***** Task data

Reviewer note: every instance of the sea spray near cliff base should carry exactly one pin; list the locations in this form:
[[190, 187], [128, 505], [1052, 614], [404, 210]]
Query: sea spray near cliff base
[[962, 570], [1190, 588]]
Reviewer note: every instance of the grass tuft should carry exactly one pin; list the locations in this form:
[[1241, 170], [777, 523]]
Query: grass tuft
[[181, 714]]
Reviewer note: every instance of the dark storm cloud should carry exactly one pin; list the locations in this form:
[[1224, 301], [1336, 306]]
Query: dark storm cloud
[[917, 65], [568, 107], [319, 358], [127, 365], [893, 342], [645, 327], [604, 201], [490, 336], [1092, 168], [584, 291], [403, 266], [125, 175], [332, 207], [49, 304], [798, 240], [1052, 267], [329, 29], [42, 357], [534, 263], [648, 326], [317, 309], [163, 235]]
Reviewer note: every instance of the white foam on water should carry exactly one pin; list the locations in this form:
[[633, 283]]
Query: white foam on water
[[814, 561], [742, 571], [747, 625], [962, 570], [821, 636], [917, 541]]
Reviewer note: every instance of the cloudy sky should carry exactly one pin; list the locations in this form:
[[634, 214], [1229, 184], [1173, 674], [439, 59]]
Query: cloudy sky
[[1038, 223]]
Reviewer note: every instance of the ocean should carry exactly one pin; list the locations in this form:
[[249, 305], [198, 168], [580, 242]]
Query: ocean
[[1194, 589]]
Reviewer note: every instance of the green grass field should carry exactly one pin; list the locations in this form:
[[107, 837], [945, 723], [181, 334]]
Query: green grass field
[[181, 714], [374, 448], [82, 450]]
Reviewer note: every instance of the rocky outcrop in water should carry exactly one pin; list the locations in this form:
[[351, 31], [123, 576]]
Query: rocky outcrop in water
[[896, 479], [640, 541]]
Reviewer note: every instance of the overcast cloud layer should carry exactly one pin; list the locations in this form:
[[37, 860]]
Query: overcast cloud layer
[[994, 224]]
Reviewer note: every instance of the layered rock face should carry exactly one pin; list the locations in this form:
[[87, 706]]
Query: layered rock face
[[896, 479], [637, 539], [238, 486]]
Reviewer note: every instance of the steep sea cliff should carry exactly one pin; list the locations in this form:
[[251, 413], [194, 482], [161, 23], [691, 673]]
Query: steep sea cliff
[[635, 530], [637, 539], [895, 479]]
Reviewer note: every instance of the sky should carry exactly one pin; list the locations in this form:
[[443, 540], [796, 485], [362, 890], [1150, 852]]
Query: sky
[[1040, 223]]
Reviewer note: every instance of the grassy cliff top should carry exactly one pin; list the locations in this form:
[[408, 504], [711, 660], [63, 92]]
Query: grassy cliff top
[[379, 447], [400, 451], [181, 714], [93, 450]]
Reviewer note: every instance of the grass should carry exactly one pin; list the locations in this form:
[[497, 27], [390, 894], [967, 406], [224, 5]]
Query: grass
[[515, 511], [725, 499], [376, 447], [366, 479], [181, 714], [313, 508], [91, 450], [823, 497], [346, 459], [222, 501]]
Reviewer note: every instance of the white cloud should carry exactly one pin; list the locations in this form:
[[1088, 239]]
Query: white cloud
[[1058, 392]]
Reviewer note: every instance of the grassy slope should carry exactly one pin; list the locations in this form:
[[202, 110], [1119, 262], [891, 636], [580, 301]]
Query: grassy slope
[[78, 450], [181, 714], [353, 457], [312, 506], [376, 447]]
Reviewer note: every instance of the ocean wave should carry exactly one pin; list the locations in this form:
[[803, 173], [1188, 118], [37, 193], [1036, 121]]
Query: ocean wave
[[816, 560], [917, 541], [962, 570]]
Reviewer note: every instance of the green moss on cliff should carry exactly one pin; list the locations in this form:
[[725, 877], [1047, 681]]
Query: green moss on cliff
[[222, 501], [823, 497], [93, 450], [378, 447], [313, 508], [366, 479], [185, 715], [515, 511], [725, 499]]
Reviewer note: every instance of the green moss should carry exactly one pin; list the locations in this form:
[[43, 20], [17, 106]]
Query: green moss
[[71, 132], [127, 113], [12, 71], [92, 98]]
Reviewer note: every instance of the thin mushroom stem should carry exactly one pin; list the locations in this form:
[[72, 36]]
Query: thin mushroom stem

**********

Description of the task
Starting from the records above, copy each line where the string "thin" is found.

Result of this exercise
Reviewer note: every instance of the thin mushroom stem should carry exactly one pin; list the locations in this form:
Query: thin mushroom stem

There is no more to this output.